- **Entries from a pointing dataset**:
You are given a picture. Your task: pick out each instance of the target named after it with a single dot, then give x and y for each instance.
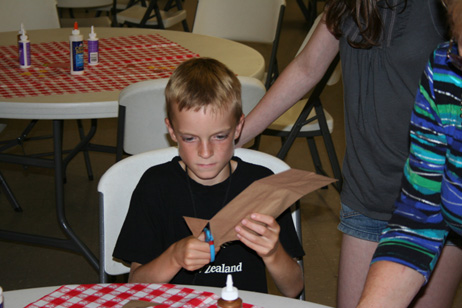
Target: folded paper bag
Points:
(270, 195)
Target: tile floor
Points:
(26, 266)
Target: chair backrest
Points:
(144, 102)
(34, 14)
(243, 20)
(239, 20)
(118, 182)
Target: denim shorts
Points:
(360, 226)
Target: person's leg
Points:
(360, 237)
(443, 283)
(355, 258)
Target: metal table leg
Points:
(72, 243)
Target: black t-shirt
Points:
(155, 221)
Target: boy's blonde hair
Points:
(203, 82)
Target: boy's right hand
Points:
(192, 253)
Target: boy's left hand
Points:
(259, 232)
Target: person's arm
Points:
(390, 284)
(411, 244)
(261, 233)
(297, 79)
(189, 253)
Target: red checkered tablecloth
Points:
(117, 295)
(123, 61)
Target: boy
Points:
(204, 117)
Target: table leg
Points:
(59, 187)
(72, 243)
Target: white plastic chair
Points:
(308, 119)
(101, 21)
(151, 16)
(142, 113)
(34, 14)
(245, 21)
(118, 182)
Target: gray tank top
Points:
(379, 90)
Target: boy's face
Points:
(205, 142)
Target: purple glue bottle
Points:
(76, 51)
(24, 49)
(93, 48)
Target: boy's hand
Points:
(192, 253)
(260, 233)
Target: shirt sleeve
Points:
(416, 233)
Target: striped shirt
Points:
(430, 202)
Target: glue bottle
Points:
(24, 49)
(93, 48)
(76, 51)
(229, 295)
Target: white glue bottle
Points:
(24, 49)
(76, 51)
(229, 295)
(93, 48)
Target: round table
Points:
(241, 59)
(21, 298)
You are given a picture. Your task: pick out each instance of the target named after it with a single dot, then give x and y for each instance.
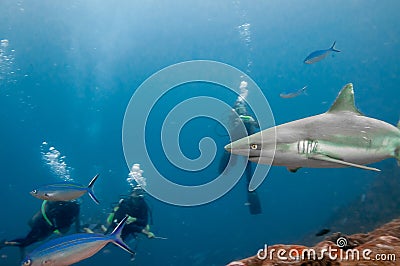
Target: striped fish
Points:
(71, 249)
(65, 191)
(318, 55)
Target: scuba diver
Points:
(53, 217)
(138, 211)
(240, 110)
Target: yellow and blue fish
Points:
(318, 55)
(73, 248)
(65, 191)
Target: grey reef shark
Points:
(341, 137)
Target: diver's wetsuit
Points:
(135, 207)
(60, 216)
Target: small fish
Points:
(65, 191)
(323, 232)
(294, 94)
(73, 248)
(320, 54)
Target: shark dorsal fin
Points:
(345, 101)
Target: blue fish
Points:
(65, 191)
(73, 248)
(320, 54)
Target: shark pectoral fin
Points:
(332, 160)
(293, 170)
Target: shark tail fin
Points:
(90, 189)
(333, 48)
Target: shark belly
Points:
(311, 154)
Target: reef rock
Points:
(379, 247)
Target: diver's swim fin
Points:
(254, 203)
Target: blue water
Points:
(73, 66)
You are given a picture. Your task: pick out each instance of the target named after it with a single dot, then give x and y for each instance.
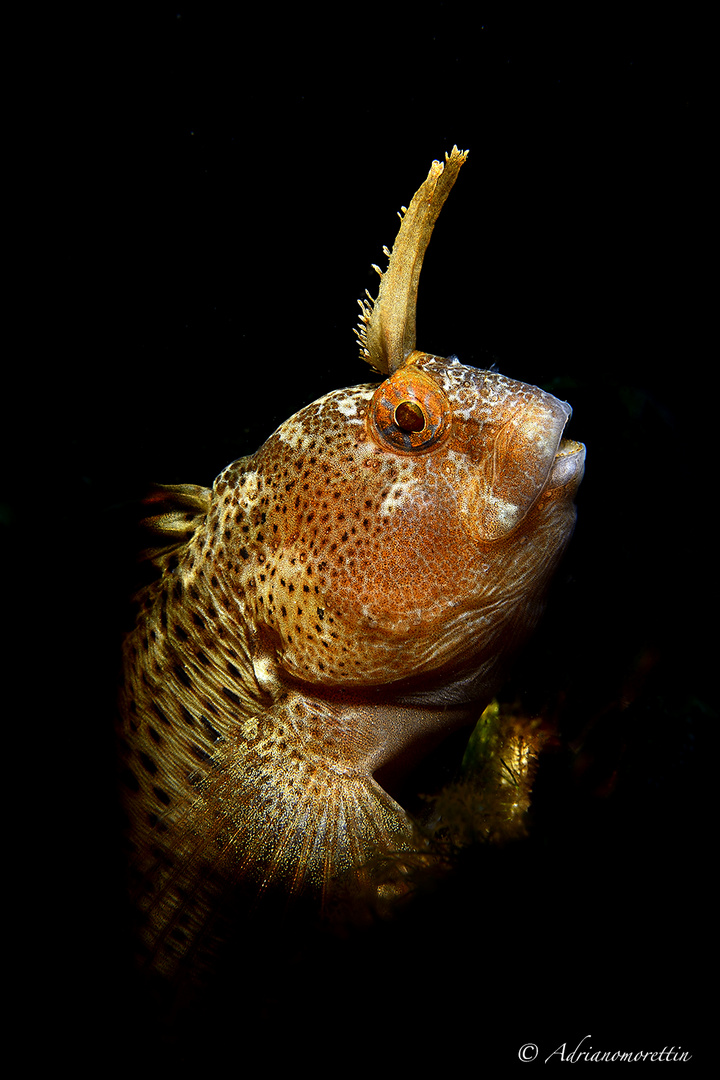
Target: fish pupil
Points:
(409, 417)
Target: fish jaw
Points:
(366, 555)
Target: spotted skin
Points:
(338, 604)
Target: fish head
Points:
(401, 532)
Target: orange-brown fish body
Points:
(338, 604)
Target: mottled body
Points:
(335, 607)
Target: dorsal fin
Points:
(179, 510)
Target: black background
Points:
(221, 188)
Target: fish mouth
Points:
(568, 466)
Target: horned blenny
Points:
(326, 615)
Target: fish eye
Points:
(409, 410)
(409, 417)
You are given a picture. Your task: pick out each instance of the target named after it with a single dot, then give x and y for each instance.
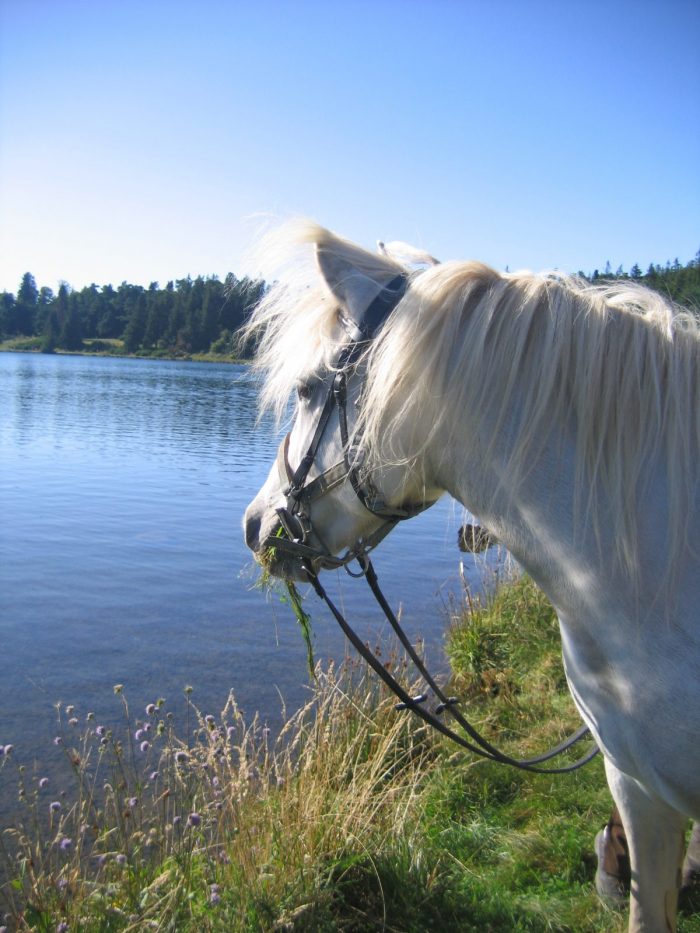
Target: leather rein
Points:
(295, 519)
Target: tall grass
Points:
(354, 818)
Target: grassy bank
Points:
(356, 818)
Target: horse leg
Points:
(655, 834)
(612, 878)
(691, 865)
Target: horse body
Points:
(569, 422)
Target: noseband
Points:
(295, 519)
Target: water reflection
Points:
(122, 487)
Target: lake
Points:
(122, 488)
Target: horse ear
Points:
(354, 276)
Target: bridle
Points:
(297, 531)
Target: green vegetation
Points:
(355, 818)
(198, 317)
(188, 318)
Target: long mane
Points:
(469, 346)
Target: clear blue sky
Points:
(139, 137)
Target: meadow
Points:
(354, 818)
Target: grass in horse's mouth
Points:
(295, 600)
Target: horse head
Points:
(327, 500)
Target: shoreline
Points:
(5, 347)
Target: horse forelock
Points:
(294, 326)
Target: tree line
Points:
(186, 317)
(202, 315)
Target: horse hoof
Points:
(611, 889)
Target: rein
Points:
(295, 519)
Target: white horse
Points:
(567, 417)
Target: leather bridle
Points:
(297, 530)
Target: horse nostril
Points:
(252, 531)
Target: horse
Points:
(566, 416)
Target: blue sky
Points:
(139, 141)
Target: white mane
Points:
(618, 360)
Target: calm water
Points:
(122, 488)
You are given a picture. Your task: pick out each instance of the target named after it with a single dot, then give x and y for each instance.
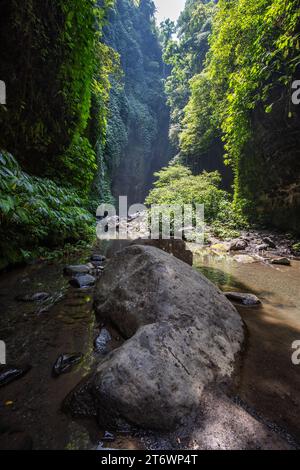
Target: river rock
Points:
(65, 363)
(238, 245)
(83, 280)
(269, 242)
(102, 341)
(9, 374)
(98, 258)
(78, 269)
(281, 261)
(243, 299)
(37, 297)
(182, 335)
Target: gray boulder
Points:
(182, 335)
(243, 299)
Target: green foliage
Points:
(36, 212)
(185, 56)
(53, 63)
(137, 133)
(243, 94)
(176, 185)
(296, 248)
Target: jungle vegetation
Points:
(94, 88)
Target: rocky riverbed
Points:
(257, 409)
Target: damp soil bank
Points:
(37, 333)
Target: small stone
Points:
(98, 258)
(108, 437)
(262, 247)
(80, 269)
(243, 299)
(102, 340)
(65, 363)
(281, 261)
(238, 245)
(82, 281)
(10, 373)
(269, 242)
(38, 297)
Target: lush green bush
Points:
(36, 212)
(244, 95)
(176, 185)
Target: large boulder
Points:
(181, 332)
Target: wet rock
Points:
(108, 437)
(244, 259)
(281, 261)
(65, 363)
(262, 247)
(98, 258)
(15, 440)
(102, 340)
(9, 374)
(182, 335)
(82, 281)
(80, 269)
(238, 245)
(38, 297)
(176, 248)
(243, 299)
(269, 242)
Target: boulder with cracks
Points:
(182, 335)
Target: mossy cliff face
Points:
(269, 170)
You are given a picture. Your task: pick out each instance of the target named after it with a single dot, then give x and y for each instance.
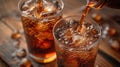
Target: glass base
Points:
(43, 60)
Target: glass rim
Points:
(81, 48)
(41, 18)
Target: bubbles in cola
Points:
(75, 48)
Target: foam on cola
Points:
(67, 34)
(38, 19)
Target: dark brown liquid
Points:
(84, 14)
(40, 39)
(39, 34)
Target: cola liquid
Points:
(38, 19)
(73, 48)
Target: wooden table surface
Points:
(10, 22)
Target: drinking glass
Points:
(38, 18)
(76, 48)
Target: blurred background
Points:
(107, 18)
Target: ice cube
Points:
(73, 24)
(27, 5)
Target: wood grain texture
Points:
(10, 21)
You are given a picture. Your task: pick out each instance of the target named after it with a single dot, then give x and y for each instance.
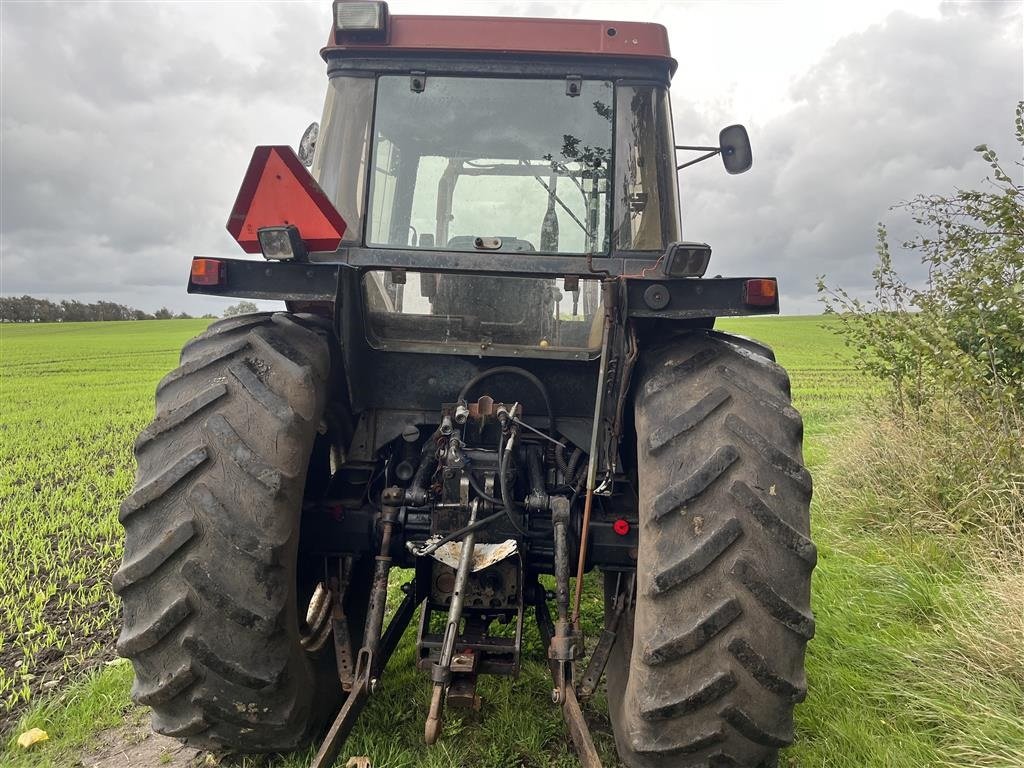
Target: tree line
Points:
(31, 309)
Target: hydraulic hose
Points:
(513, 371)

- **Stated problem**: Quote every record above exactly, leaving out any pictures.

- **Answer to the problem**:
You are given a picture. Your task: pick out each instance of the target named after it with a single dot, then give x and y for each instance.
Target: folded paper bag
Points:
(270, 195)
Target: tile floor
Points:
(26, 266)
Target: chair backrest
Points:
(144, 102)
(34, 14)
(243, 20)
(239, 20)
(118, 182)
Target: denim shorts
Points:
(360, 226)
Target: person's leg
Points:
(360, 237)
(443, 283)
(355, 258)
Target: metal table leg
Points:
(72, 243)
Target: black t-shirt
Points:
(155, 221)
Target: boy's blonde hair
Points:
(203, 82)
Target: boy's right hand
Points:
(192, 253)
Target: boy's left hand
Points:
(259, 232)
Target: person's arm
Points:
(390, 284)
(411, 244)
(261, 233)
(297, 79)
(189, 253)
Target: red checkered tablecloth
Points:
(117, 295)
(123, 61)
Target: boy
Points:
(204, 117)
Target: table leg
Points:
(59, 187)
(72, 243)
Target: white plastic chair
Points:
(308, 119)
(101, 21)
(151, 16)
(142, 113)
(34, 14)
(245, 21)
(118, 182)
Target: gray tank top
Points:
(379, 90)
Target: boy's face
Points:
(205, 142)
Target: purple glue bottle
Points:
(76, 51)
(24, 49)
(93, 48)
Target: boy's hand
Points:
(192, 253)
(260, 233)
Target: shirt sleeve
Points:
(416, 233)
Target: striped shirt
Points:
(430, 202)
Target: glue bottle
Points:
(24, 49)
(93, 48)
(76, 51)
(229, 295)
Target: white glue bottle
Points:
(24, 49)
(76, 51)
(229, 295)
(93, 48)
Target: round table
Points:
(241, 59)
(21, 298)
You are given a picture. Your task: pick out each instance of the target named after it with a single dot, then give x and y for each instance.
Target: striped fish
Points:
(71, 249)
(65, 191)
(318, 55)
Target: scuba diver
Points:
(53, 217)
(138, 211)
(240, 110)
Target: yellow and blue fish
Points:
(318, 55)
(73, 248)
(65, 191)
Target: grey reef shark
Points:
(341, 137)
Target: diver's wetsuit
Points:
(135, 207)
(60, 216)
Target: small fish
Points:
(65, 191)
(323, 232)
(294, 94)
(73, 248)
(320, 54)
Target: shark dorsal fin
Points:
(345, 101)
Target: blue fish
Points:
(65, 191)
(73, 248)
(320, 54)
Target: shark pectoral fin
Points:
(332, 160)
(293, 170)
Target: shark tail fin
Points:
(90, 189)
(333, 48)
Target: shark belly
Points:
(311, 154)
Target: reef rock
Points:
(379, 247)
Target: diver's swim fin
Points:
(254, 203)
Target: blue water
Points:
(73, 66)
You are given a picture. Your task: pick out each instance of the target named after it with a single dot, then give x and y for each instance.
Target: fish pupil
Points:
(409, 417)
Target: fish jaw
Points:
(366, 555)
Target: spotted skin
Points:
(338, 604)
Target: fish head
Points:
(401, 532)
Target: orange-brown fish body
Points:
(338, 604)
Target: mottled body
Points:
(335, 607)
Target: dorsal fin
Points:
(179, 510)
Target: black background
Points:
(221, 188)
Target: fish mouth
Points:
(568, 466)
Target: horned blenny
Points:
(326, 615)
Target: fish eye
Points:
(409, 410)
(409, 417)
You are given a picture. Your task: pick out each instance of the target named after it with a single dot, then give x and y for each instance.
Target: leather rein
Points:
(295, 519)
Target: tall grass
Points:
(354, 818)
Target: grassy bank
Points:
(356, 818)
Target: horse leg
Points:
(655, 834)
(612, 878)
(691, 865)
Target: horse body
Points:
(569, 422)
Target: noseband
Points:
(295, 519)
Target: water reflection
Points:
(122, 487)
Target: lake
Points:
(122, 488)
Target: horse ear
Points:
(354, 276)
Target: bridle
Points:
(297, 531)
Target: green vegetation
Points:
(355, 818)
(198, 317)
(188, 318)
Target: long mane
Points:
(469, 346)
Target: clear blue sky
Points:
(139, 137)
Target: meadow
Points:
(354, 818)
Target: grass in horse's mouth
Points:
(295, 600)
Target: horse head
Points:
(327, 500)
Target: shoreline
Points:
(5, 347)
Target: horse forelock
Points:
(294, 326)
Target: tree line
Points:
(186, 317)
(202, 315)
Target: horse hoof
Points:
(611, 889)
Target: rein
Points:
(295, 519)
Target: white horse
Points:
(567, 417)
Target: leather bridle
Points:
(297, 530)
Target: horse nostril
Points:
(252, 531)
Target: horse
Points:
(566, 416)
Target: blue sky
Points:
(139, 141)
Target: white mane
Points:
(618, 360)
Target: calm water
Points:
(122, 488)
You are given a picture. Your task: pick out each instance of the target named after it with a single dot, then give x and y for each instance.
Target: river rock
Points:
(65, 363)
(238, 245)
(83, 280)
(269, 242)
(102, 341)
(9, 374)
(98, 258)
(78, 269)
(281, 261)
(243, 299)
(37, 297)
(182, 335)
Target: gray boulder
Points:
(182, 335)
(243, 299)
Target: green foliage
Points:
(36, 212)
(185, 56)
(53, 63)
(137, 133)
(243, 94)
(176, 185)
(296, 248)
Target: jungle vegetation
Points:
(94, 88)
Target: rocky riverbed
Points:
(257, 409)
Target: damp soil bank
Points:
(37, 333)
Target: small stone
Points:
(98, 258)
(108, 437)
(262, 247)
(80, 269)
(243, 299)
(102, 340)
(65, 363)
(281, 261)
(238, 245)
(82, 281)
(10, 373)
(269, 242)
(38, 297)
Target: lush green bush
Points:
(36, 212)
(244, 95)
(176, 185)
Target: large boulder
Points:
(181, 332)
Target: wet rock
Points:
(108, 437)
(244, 259)
(281, 261)
(65, 363)
(262, 247)
(98, 258)
(15, 440)
(102, 340)
(9, 374)
(182, 335)
(82, 281)
(80, 269)
(238, 245)
(38, 297)
(176, 248)
(243, 299)
(269, 242)
Target: boulder with cracks
Points:
(182, 335)
Target: mossy cliff face
Points:
(269, 170)
You are given a picture. Your task: pick out each instance of the target named after it with a single dot, then give x and y for each instance.
Target: glass base
Points:
(43, 60)
Target: glass rim
Points:
(81, 48)
(41, 18)
Target: bubbles in cola
Points:
(75, 48)
Target: foam on cola
Points:
(67, 34)
(38, 19)
Target: dark brown liquid
Points:
(84, 14)
(40, 39)
(39, 34)
Target: cola liquid
Points:
(38, 19)
(73, 48)
Target: wooden table surface
Points:
(10, 22)
Target: drinking glass
Points:
(38, 18)
(76, 48)
Target: blurred background
Points:
(107, 18)
Target: ice cube
Points:
(73, 24)
(27, 5)
Target: wood grain texture
Points:
(10, 21)
You are given a picture. Your task: pick out each instance of the target named after it with a single dot, then give x and y for each instance.
Target: tree line
Points:
(31, 309)
Target: hydraulic hose
Points:
(513, 371)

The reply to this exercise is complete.